### TASK PROMPT
Take the line that contains "of the woman's" and every line after it in the material below, and quote them exactly.

Object location annotation data
-------------------------
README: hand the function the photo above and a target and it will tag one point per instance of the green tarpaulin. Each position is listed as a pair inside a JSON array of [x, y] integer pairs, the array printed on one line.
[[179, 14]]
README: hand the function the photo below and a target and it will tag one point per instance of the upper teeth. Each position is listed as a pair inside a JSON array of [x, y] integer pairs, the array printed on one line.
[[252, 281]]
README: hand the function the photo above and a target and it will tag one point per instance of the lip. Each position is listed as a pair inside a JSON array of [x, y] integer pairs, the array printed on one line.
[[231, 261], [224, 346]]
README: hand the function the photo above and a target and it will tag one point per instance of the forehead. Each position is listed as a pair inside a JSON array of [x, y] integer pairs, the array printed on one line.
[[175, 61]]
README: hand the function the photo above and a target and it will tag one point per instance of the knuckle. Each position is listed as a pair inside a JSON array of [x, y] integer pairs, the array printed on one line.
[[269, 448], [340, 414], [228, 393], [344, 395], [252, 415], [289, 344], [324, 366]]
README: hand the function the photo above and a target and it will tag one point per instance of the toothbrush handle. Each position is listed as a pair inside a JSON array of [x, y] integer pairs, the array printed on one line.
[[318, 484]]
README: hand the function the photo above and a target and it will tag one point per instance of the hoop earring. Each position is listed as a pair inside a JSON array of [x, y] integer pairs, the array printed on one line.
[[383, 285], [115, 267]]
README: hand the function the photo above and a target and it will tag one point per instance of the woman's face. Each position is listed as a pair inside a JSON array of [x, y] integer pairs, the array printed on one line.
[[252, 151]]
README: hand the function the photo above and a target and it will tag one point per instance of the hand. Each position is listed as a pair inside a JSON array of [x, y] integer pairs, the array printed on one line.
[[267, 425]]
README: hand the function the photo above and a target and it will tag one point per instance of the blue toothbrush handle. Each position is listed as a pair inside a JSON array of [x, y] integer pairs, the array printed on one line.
-------------------------
### RESPONSE BELOW
README: hand the function the photo above and a target and it will tag one point per instance of the woman's face. Each position is listed as a pair inside a JSON array of [x, y] integer pairs, the array printed on one line.
[[252, 151]]
README: hand the function the photo above and a target and it will tag one point per instance of the hand. Each position is listed as a pair inside a JSON array of [x, y] integer pairs, the array printed on one line.
[[267, 425]]
README: hand the function the photo above and a target and it will tag one point per instance of the blue toothbrush handle. Each position is listed as a pair inside a JSON array of [x, y] integer pairs, the array printed on one line.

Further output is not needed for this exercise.